• Exercise objective:
Update the records below by changing each "Look at this image" to "Examine this image" and keeping every other character as it is.

★ ★ ★

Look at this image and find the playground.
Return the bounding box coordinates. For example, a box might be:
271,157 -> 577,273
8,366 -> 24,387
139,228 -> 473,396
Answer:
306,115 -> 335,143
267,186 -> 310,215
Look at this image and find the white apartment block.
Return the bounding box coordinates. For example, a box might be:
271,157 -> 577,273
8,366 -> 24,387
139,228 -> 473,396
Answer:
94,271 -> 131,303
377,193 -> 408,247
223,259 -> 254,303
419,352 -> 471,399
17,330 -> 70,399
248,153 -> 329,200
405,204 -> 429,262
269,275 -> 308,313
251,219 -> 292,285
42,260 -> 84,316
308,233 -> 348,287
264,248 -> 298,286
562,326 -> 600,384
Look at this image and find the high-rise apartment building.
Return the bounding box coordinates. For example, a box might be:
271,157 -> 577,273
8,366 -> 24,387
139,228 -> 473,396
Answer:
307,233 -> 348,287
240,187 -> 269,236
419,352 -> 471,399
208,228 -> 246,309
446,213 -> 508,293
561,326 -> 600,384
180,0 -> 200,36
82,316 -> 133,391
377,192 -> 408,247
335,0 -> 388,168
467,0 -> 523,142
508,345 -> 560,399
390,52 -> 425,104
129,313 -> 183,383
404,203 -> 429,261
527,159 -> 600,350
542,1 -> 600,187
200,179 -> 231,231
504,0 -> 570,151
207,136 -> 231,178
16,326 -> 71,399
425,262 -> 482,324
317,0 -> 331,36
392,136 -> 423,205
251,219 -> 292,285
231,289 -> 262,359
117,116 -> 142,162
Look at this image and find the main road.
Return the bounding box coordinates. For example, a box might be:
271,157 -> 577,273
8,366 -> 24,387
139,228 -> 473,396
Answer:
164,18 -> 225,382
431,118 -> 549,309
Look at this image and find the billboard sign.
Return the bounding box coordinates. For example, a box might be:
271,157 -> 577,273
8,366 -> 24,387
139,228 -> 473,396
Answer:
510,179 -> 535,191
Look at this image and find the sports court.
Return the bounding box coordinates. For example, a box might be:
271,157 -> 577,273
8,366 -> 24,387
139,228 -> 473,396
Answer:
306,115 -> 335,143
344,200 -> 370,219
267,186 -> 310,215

★ ★ ★

• Expected output:
Examine this image and find the playground.
Return the bounding box coordinates. For example, a box might be:
271,157 -> 577,273
8,366 -> 24,387
139,228 -> 473,396
Answer:
306,115 -> 335,143
267,186 -> 310,215
Examine this image and find the white apartment block.
Return the bounding box coordinates. For example, a box might be:
271,157 -> 577,273
8,366 -> 24,387
139,228 -> 473,396
Answer:
94,271 -> 131,303
377,193 -> 408,247
223,259 -> 254,303
419,352 -> 471,399
17,330 -> 70,399
248,153 -> 329,200
405,204 -> 429,262
269,275 -> 308,313
251,219 -> 292,285
42,260 -> 84,316
308,233 -> 348,287
264,248 -> 298,286
562,326 -> 600,384
Examine this image and find the high-rise apartment building.
Return the bounding box coordinates. For example, a box might be:
271,157 -> 577,273
8,366 -> 24,387
139,228 -> 473,396
Answer:
307,233 -> 348,287
240,187 -> 269,236
419,352 -> 471,399
208,228 -> 246,309
446,213 -> 508,293
561,326 -> 600,384
180,0 -> 200,36
82,316 -> 133,391
377,192 -> 408,247
335,0 -> 388,168
467,0 -> 523,142
508,345 -> 560,399
390,52 -> 425,104
129,313 -> 183,383
404,203 -> 429,261
527,159 -> 600,350
542,1 -> 600,187
200,179 -> 231,231
504,0 -> 570,151
207,136 -> 231,178
16,326 -> 71,399
425,262 -> 482,324
317,0 -> 331,36
392,136 -> 423,205
251,219 -> 292,285
231,289 -> 262,359
117,116 -> 142,162
Examine this image and find the main road.
Return the bounding box coordinates. For example, a box might be:
271,157 -> 577,273
8,366 -> 24,387
139,228 -> 473,396
Answer:
164,18 -> 225,382
431,118 -> 549,309
Examine this image and find the billboard sign.
Return the bounding box coordinates. For example, a box might be:
271,157 -> 577,273
8,366 -> 24,387
139,228 -> 473,396
Answer:
510,179 -> 535,191
Examine this image and find the sports court.
Return the bounding box coordinates. For example, a box might be:
271,157 -> 577,273
8,366 -> 24,387
139,228 -> 473,396
Answer:
306,115 -> 335,143
344,200 -> 370,219
267,186 -> 310,215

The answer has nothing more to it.